[BEGIN Data provided]

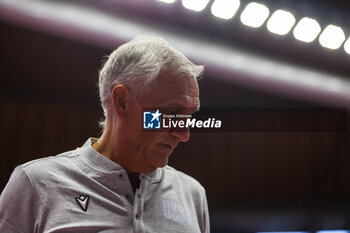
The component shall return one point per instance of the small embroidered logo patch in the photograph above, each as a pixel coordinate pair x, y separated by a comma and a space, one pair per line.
83, 201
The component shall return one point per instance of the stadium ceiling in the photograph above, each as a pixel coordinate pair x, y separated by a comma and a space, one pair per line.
251, 56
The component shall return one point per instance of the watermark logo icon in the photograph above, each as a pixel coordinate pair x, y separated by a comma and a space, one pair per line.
151, 119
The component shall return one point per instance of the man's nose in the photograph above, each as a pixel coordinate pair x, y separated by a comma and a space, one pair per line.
183, 135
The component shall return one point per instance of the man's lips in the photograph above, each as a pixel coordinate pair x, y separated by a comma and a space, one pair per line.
167, 145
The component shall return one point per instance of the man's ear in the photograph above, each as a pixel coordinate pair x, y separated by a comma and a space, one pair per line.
121, 100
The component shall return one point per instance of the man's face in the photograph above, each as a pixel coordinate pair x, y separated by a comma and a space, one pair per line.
181, 95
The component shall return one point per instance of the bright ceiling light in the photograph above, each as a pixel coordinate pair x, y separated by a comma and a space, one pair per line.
195, 5
281, 22
167, 1
332, 37
347, 46
254, 15
225, 9
307, 30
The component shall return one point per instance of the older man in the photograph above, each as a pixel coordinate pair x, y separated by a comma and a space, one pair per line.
121, 181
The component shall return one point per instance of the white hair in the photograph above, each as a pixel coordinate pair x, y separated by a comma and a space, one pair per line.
137, 63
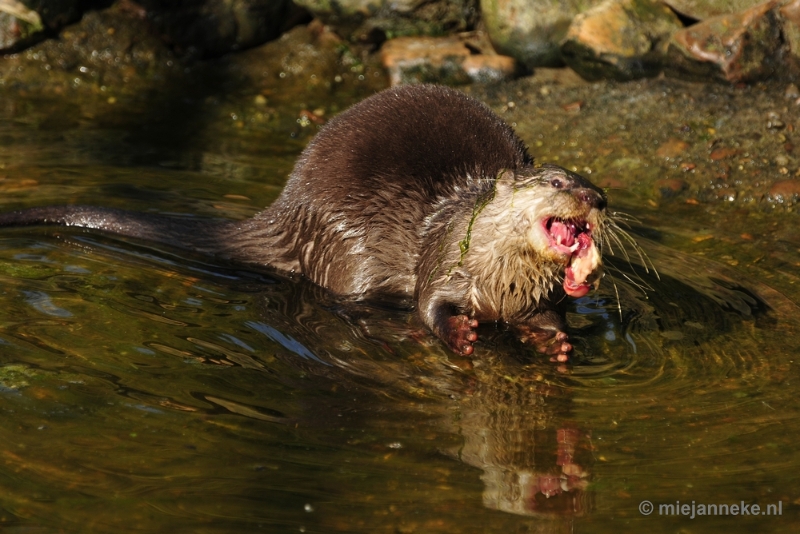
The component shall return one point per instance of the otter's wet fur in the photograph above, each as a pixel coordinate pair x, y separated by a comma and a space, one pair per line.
418, 192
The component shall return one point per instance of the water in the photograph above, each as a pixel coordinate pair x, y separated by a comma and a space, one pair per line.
144, 389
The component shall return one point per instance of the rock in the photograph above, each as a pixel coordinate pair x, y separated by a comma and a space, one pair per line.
790, 21
672, 148
669, 188
448, 60
109, 51
785, 191
531, 31
737, 48
374, 21
620, 39
704, 9
22, 22
215, 27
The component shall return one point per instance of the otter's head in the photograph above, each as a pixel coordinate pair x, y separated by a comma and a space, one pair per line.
560, 214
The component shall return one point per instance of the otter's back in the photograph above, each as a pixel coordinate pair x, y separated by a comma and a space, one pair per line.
365, 185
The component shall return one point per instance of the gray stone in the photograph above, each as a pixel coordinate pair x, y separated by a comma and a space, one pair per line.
737, 48
703, 9
790, 20
448, 60
620, 39
22, 22
531, 30
377, 20
215, 27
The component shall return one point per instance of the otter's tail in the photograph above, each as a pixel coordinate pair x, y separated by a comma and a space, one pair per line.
188, 233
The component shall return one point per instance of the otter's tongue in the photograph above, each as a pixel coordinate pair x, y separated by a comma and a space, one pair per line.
584, 261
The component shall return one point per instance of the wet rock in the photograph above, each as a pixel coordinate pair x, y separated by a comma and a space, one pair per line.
214, 27
703, 9
672, 148
785, 191
670, 187
448, 60
308, 64
109, 51
722, 153
620, 39
23, 22
790, 20
374, 21
531, 32
738, 47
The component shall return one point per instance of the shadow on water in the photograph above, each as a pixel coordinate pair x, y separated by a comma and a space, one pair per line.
358, 413
147, 390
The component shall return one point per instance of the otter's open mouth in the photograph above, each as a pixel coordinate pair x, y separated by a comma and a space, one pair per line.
572, 238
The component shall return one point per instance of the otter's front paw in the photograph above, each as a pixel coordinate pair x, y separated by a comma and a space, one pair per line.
555, 343
459, 334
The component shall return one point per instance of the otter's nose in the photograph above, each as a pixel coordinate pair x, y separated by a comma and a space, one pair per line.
590, 197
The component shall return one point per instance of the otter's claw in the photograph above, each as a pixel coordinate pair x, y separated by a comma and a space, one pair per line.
460, 334
554, 343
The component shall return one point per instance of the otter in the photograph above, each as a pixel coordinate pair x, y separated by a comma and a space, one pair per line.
418, 192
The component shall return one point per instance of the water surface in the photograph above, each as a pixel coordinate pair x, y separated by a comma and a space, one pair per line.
148, 389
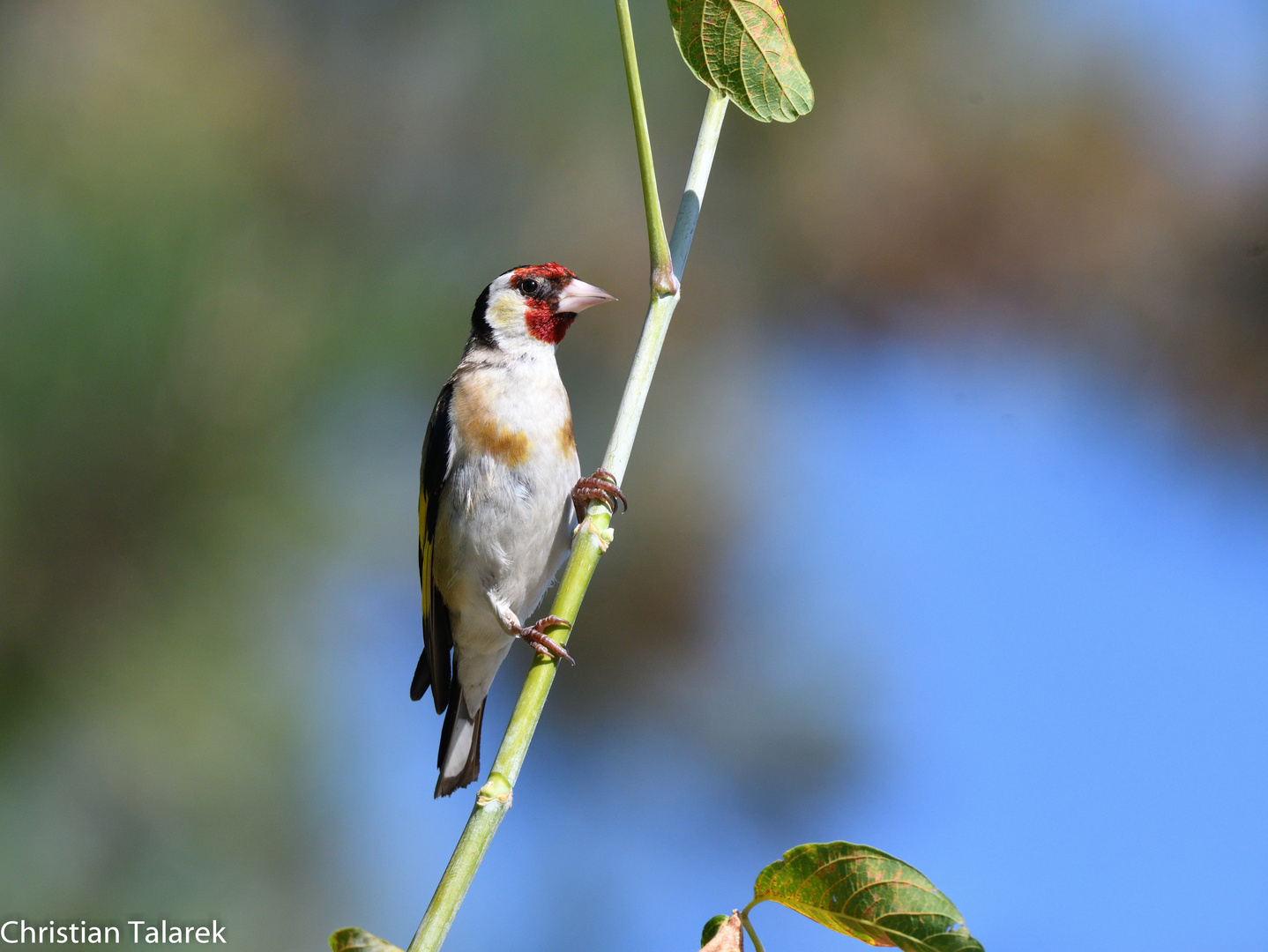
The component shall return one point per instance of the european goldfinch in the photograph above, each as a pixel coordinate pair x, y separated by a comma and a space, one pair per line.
501, 497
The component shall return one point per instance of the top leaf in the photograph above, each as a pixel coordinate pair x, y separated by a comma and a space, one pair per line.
743, 48
868, 894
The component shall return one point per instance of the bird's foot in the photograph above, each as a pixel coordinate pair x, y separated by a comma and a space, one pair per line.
600, 487
541, 643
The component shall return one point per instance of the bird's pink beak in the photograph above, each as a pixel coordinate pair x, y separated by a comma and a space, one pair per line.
578, 295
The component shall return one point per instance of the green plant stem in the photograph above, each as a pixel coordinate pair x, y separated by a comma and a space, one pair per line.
663, 281
495, 798
749, 928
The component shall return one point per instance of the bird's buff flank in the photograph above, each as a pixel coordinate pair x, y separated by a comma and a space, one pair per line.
501, 496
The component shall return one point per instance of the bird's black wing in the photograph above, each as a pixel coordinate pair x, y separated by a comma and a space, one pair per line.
434, 666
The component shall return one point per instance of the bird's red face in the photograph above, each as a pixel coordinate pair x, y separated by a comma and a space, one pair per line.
552, 297
532, 306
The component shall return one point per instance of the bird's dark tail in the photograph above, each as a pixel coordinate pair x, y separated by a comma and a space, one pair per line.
459, 746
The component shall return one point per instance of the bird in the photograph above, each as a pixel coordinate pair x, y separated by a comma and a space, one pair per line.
500, 498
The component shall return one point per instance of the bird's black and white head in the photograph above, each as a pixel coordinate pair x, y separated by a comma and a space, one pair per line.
532, 307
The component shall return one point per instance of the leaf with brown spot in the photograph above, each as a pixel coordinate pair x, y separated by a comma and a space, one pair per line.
728, 934
354, 940
868, 894
743, 48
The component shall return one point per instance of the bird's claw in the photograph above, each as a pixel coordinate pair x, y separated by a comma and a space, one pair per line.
541, 643
600, 487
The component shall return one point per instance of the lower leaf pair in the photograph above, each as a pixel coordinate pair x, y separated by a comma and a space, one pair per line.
854, 890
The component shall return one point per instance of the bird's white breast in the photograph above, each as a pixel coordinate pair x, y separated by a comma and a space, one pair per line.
506, 514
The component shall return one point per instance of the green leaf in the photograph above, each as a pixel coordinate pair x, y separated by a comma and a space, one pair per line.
743, 48
359, 941
712, 929
866, 894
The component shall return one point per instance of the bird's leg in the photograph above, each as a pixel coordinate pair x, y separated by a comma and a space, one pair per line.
541, 643
599, 487
534, 634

[END Data provided]

### [The exercise]
The records above are to be reproduced exactly; the pictures are to be left out.

### [Correct response]
The component shall return one point per instance of the small embroidered logo patch in the photograph above, each as a pixel coordinate pair x, y separated by a comma and a space, one pair per line.
83, 201
The component shall return one point per instance of the stadium ceiling in the photograph above, each as a pixel coordinate pair x, y separated by a comma and a space, one pair per line.
251, 56
The component shall return one point per instance of the watermark logo icon in the photograph above, each as a pixel coordinate pair x, y separated by a comma and a space, one pair per line.
151, 119
The component shall return one point per instance of the man's nose in the photograph above, each as a pixel coordinate pair x, y separated by a comma and a space, one pair per line.
183, 135
The component shall return one point per instance of the man's lips in the photograph above, each as a pixel coordinate pair x, y separated by a comma and a space, one pair per line.
167, 145
The component shall return one point per instance of the man's ear in the photograph above, each as a pixel coordinate pair x, y separated by a comma and a space, one pair per line.
121, 100
The component shall return one point per instance of the man's face in the photograph above, each as a pixel coordinate pair x, y separated by a comma and a space, one pair per line.
181, 95
The component shall return one point per instance of the bright ceiling light in the photograph above, each as a pixel coordinate pair x, y separated by a comma and a space, one pair per line.
195, 5
281, 22
167, 1
332, 37
347, 46
254, 15
225, 9
307, 30
The component shall return one point per instance of the older man in the photograph above, each as a pixel coordinate pair x, y separated by a comma and a space, one pair per line.
121, 181
The component shall return one point per instance of the white hair in the photograph above, each as a pixel coordinate pair x, y separated by a comma and a space, one pair per line.
137, 63
The component shall return one point per instance of the otter's wet fur in the photograph above, each as a pixel coordinate pair x, y separated by a comma and a space, one pair per line.
418, 192
The component shall return one point per instance of the water in the photograph above, each as a pixel coordinate pair x, y separated by a comma and a space, one pair per line.
144, 389
The component shall return one point per instance of the rock in the photograph above, each as a pixel coordinate pair x, y separated by a comma and a space, one pair per line.
790, 21
672, 148
669, 188
448, 60
109, 51
785, 191
531, 31
737, 48
374, 21
620, 39
704, 9
22, 22
215, 27
The component shall return one point per instance of the otter's head in the photograph above, each as a pixel coordinate pair x, y separated by a comma and a space, one pair per line.
560, 214
The component shall return one point per instance of the otter's back in the photograph above, each as a pixel coordinate pair x, y separated by a comma and a space, one pair per line.
365, 185
The component shall return one point per instance of the gray stone in the photograph above, each as a pixel coordinate pair x, y separated by a comma and a space, one pair per line.
737, 48
703, 9
790, 20
448, 60
620, 39
22, 22
531, 30
377, 20
215, 27
The component shall return one point per instance of the otter's tail in the photograph above, each as a pixel coordinate pair x, y separated by a comma and a space, one pair per line.
188, 233
The component shall return one point per instance of the otter's tongue in the photograph above, each as a pixel coordinate pair x, y separated by a comma and a space, one pair per line.
584, 261
The component shall return one point per instance of the wet rock in the photograph above, each as a pixel coordinate pair x, y separated by a comma and a space, one pair per line.
214, 27
703, 9
672, 148
785, 191
670, 187
448, 60
308, 64
109, 51
722, 153
620, 39
23, 22
790, 20
374, 21
531, 32
738, 47
The component shall return one point per instance of the shadow on water in the photograph above, each as a pixel coordinate pair x, y separated by a comma and a space, one pair per line.
358, 413
147, 390
The component shall return one point per instance of the otter's open mouth in the photograph above, each as a pixel coordinate pair x, y separated by a comma and a space, one pair per line.
572, 238
The component shall return one point per instance of the otter's front paw in the photograph above, each as a pixel coordinate pair x, y separated by a comma and a space, one pair per line.
555, 343
459, 334
The component shall return one point per instance of the otter's nose in the photograph above, each as a pixel coordinate pair x, y separated by a comma and a space, one pair per line.
590, 197
The component shall return one point per instance of the otter's claw in the photograph above, each as a pixel coordinate pair x, y separated by a comma and a space, one pair per line.
460, 334
554, 343
The component shall return one point per instance of the otter in the photograph above, each as a pixel coordinate pair x, y separated by a comma and a space, one pair per line.
418, 192
The component shall return one point per instance of the water surface in the photograph above, each as a pixel coordinate pair x, y separated by a comma and a space, one pair per line.
148, 389
The component shall return one point per instance of the european goldfinch in the photograph above, each as a pixel coordinate pair x, y separated by a comma and a space, one pair per line.
501, 497
The component shall return one point per instance of the top leaf in the photograph above, each as a pixel coordinate pair x, y separated by a comma and a space, one pair per line.
743, 48
868, 894
The component shall return one point per instance of the bird's foot in the photograph above, each as a pixel coordinate pair x, y separated by a comma and a space, one pair per line.
600, 487
541, 643
The component shall return one point per instance of the bird's pink beak in the photograph above, each as a pixel coordinate pair x, y separated by a comma and a space, one pair per line.
578, 295
The component shall return one point per instance of the green plant stem in the photograph above, each as a pixel coordinate pair x, y separated by a comma and a space, one pair per line.
663, 281
495, 798
749, 928
The component shall return one point per instance of the bird's buff flank in the photograph above, each as a pixel coordinate pair x, y separated by a comma and a space, one pair per line.
501, 496
The component shall return one point per instance of the bird's black wing in the photograph above, each as a pixel coordinate pair x, y separated by a comma and a space, one pair per line.
434, 666
The component shall return one point per instance of the bird's red face in the photograph above, each as a pixel coordinate pair x, y separated by a comma and a space, one pair per line.
552, 297
532, 306
The component shall return one point per instance of the bird's dark tail in the photograph above, each as a pixel coordinate pair x, y separated by a comma and a space, one pair per line.
459, 746
The component shall return one point per instance of the bird in the photograph above, each as a pixel coordinate pair x, y separated by a comma and a space, one pair per line.
500, 498
The component shall return one point per instance of the bird's black and white head in the photograph above, each as a pixel coordinate pair x, y separated by a comma and a space, one pair per line.
532, 307
The component shall return one point per instance of the leaf with brown spot in the photograph above, each as a pixel coordinate pair x, y separated by a comma and a space, one pair per line.
728, 934
354, 940
868, 894
743, 48
The component shall return one point per instance of the bird's claw in the photograph above, each as a pixel coordinate pair x, y separated by a comma and a space, one pair per line.
541, 643
600, 487
The component shall return one point per instance of the lower leaf pair in the photograph above, each as a pixel coordinate pair x, y separated by a comma and a space, one pair per line.
854, 890
The component shall return one point per instance of the bird's white breast in the photograph above, each as a pixel coordinate pair x, y separated by a comma and a space, one pair per line.
506, 514
The component shall return one point per instance of the green leaf in the photograph above, each as a pixel coordinate pair x, y separated by a comma and a space, one pair per line.
743, 48
359, 941
712, 929
866, 894
The component shall return one point per instance of the bird's leg in the photograph above, each as a pixel coordinate pair x, y separated by a comma and a space, one pair per line.
541, 643
599, 487
534, 634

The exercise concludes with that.